▶ _DO THIS_
Report each line in the material below that contains the string "water". Treat uppercase and lowercase letters as different.

start DATA PROVIDED

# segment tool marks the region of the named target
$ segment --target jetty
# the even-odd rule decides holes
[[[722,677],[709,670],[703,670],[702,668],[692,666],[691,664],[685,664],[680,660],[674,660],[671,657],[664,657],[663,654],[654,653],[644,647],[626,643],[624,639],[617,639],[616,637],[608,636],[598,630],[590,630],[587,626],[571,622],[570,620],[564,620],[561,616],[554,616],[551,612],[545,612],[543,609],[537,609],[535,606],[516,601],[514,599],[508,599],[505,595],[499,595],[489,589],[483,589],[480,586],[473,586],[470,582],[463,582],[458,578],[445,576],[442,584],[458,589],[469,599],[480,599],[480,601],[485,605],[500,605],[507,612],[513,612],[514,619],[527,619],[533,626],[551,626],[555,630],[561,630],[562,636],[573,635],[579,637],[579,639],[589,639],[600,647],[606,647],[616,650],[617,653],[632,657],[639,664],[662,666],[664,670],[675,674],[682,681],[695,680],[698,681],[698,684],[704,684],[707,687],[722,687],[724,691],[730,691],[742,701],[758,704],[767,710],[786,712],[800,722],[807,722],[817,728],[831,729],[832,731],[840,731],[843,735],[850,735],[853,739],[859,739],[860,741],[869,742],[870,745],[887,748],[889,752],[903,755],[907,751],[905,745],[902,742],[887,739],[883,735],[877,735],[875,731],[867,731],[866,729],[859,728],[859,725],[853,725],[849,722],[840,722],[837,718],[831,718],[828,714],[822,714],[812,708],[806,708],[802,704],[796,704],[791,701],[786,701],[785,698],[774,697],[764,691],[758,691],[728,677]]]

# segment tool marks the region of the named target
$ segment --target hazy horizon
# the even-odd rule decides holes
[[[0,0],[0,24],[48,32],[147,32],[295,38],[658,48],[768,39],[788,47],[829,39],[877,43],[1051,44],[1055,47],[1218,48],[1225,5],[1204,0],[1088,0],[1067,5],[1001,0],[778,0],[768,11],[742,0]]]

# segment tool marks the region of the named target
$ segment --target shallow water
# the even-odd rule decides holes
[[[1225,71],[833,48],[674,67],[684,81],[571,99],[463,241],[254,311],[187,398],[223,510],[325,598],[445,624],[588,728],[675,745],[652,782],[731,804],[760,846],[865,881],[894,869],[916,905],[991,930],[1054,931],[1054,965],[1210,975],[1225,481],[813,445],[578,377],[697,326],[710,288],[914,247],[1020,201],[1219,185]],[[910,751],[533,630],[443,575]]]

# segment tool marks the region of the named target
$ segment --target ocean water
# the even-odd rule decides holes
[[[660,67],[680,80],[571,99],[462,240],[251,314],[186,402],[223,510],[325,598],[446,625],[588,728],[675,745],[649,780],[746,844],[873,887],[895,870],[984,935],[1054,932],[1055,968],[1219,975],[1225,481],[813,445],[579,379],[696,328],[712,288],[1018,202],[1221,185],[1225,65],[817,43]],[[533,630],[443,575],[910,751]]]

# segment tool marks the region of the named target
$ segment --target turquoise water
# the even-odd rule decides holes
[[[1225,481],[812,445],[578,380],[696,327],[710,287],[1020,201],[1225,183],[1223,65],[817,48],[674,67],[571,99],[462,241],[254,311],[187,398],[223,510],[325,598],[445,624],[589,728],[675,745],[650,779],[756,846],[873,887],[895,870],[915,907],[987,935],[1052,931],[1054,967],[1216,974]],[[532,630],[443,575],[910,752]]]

end DATA PROVIDED

▶ _THE SOLUTION_
$ segment --target shallow water
$ segment --target ocean water
$ segment --target turquoise water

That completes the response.